June 15, 2010 — It's been exactly 20 years since Twin Peaks aired, but most of us who have watched the show, well, we never quite left Twin Peaks.
All it takes is for a few of the slow, somber notes of the Twin Peaks theme song to start blowing through our ear canals to take us back to a strange time in our lives, a time when we eagerly visited a place where a dancing midget talked backwards in a red room, where a woman’s pet log held unfathomable secrets, where a single prom picture somehow symbolized mystery, evil, and hope all at the same time, and where an accidental camera shot of a set director in a mirror would birth one of the most evil characters in the history of a medium historically bad at depicting evil.
And we still bear the emotional scars.
Twenty years ago, David Lynch introduced his impossible-to-summarize series Twin Peaks to a public used to watching television shows like Perfect Strangers, L.A. Law, and MacGyver. To summarize, Twin Peaks is the story of an FBI investigator attempting to solve the strange murder of a teenage girl named Laura Palmer in the small logging town of Twin Peaks, Washington. Overtly surreal, darkly supernatural, and peopled with characters that somehow seemed both perfectly normal and oddly deformed, the first season made television watchers vibrate excitedly on the same wavelength for a few months and made many realize that television might not have been living up to its potential for the past 60 years.
Unfortunately, the fervor deflated faster than a weather balloon hoax when the network put pressure on the show creators to reveal the solution to the central mystery of Laura Palmer’s murder. Halfway through the second season they did just that, and it was an incredible revelation in a scene that still haunts me daily. However, without that foundational mystery, the show quickly lost its resonance and then its viewership before being canceled by the end of its second season. Lynch revisited the story later in 1992 with a theatrical-release film called Twin Peaks: Fire Walk With Me that depicted the harrowing last days of the doomed teenager and added spectacular ammunition for whatever entities are in charge of my nightmares.
My own personal history with Twin Peaks is a bit time-shifted. As is sometimes my way with cultural phenomena, I didn’t experience this particular one until years later. I try to stagger stuff like that to avoid being too trendy. One day I may find out who shot J.R., if Sam Beckett ever leaped home, and what that island on Lost is all about. However, even a decade or so after it originally aired, I went through the same bafflement, intrigue, horror, breathlessness, amazement, and disappointment as everybody else did previously. Just on a faster cycle thanks to Netflix (and in a different order thanks to a ludicrously convoluted DVD release schedule).
A lot of the exterior shots of Twin Peaks were filmed in the Snoqualmie Valley area of Washington, not too far from Seattle, in the towns of Snoqualmie, North Bend, and probably others. As we drove the area, I don’t remember seeing any logging trucks like the ones that cropped up here and there in the series, but there were many signs of the area’s logging history. I mean, like literal signs proclaiming the area’s logging history.
Since the main Twin Peaks site we came to see was a restaurant, we made sure to time it for dinner. That’s right, I’m talking about the Double R Diner, frequented by just about every character in the series and home to the famous cherry pie and (excuse me) “damn fine cup of coffee” that became beacons of light and comfort for the characters in the gloom that was Twin Peaks.

# [What is being asked]
Resume the piece about Twin Peaks and its filming locations, starting right after its last sentence.

# [Given data]

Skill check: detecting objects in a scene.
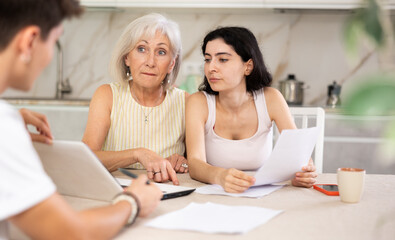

# [Response]
Located at 137 West North Bend Way in North Bend, the restaurant is called Twede’s Café these days. Only the original pilot and the later movie filmed inside, with a better-lit studio mock-up used at all other points in the series. Back when it was a Twin Peaks filming location, it was the Mar-T Café. Even with the name changes, you won’t be confused whether you’re at the right diner or not. “Twin Peaks” is painted in large letters on the front, along with a Twin Peaks mural at the back and a menu inside that touts its film lineage mercilessly.
But you will be confused when you enter. Other than a parallelogram of pinkish neon tubes on the ceiling, the place where pies go when they die looks nothing like the place where we were all mesmerized by the sultry swaying of an entranced Audrey Horne. That’s because sometime around 2000, a fire walked with the interior so that the place had to be remodeled. Now, instead of the décor being stuck comfortably somewhere at 1960s truck stop, it’s now stuck awkwardly at 1980s teen hangout, with sparkly blue vinyl booths and pop culture kitsch on the walls.
Still, we chose one of those sparkly booths and jumped right into a menu that featured a Twin Peaks burger (two patties, two forms of pig, two cheeses) and touted the famous coffee and pie. Now, I don’t drink coffee for philosophic reasons, but we made sure to order the cherry pie, which unfortunately did not come with a piece of paper and a pencil for us to write an epic poem about it. Ha, that Gordon Cole. Best director cameo in the history of vanity. The pie was pretty good, even for a 20-year build-up and even accounting for changes in ownership and, I’m sure, recipes. Probably good enough, in fact, that I too could have forgotten the horrifying murder of a young girl for the few minutes it took me to eat it.
It was relatively crowded when we visited, so I was too embarrassed to take any pictures of the interior as a whole, but on a wall at the back of the restaurant near the bathroom were a bunch of pictures from the show, which seems like it would be tacit permission for picture taking. That, and the “Twin Peaks” painted in large letters on the front of the diner, the Twin Peaks mural at the back, and the menu inside that touts its film lineage mercilessly. I still didn’t.
The big surprise to me about the location was the fact that there really was a big hunk of mountain just outside the restaurant. I actually thought it had been special effected into the diner exterior scenes of the show for special effect. I forget that there was a day we didn’t spill CGI all over our moving pictures.
The Double R Diner was the only site I really wanted to see amidst all the generic house exteriors and natural scenery shots that made up the Twin Peaks Washington locations. I had other places to explore and, after all, I’m not this guy (although damn-it-all I wish I were. He even found the branch on which the bird sat during the opening credit sequence). However, only about five miles away in the town of Snoqualmie was another central location that was an easy stop, the Great Northern Hotel, where dying souls get trapped in dresser knobs, spectral giants appear out of nowhere, and FBI agents hang by their heels from the ceiling while gleefully speaking into audio recorders.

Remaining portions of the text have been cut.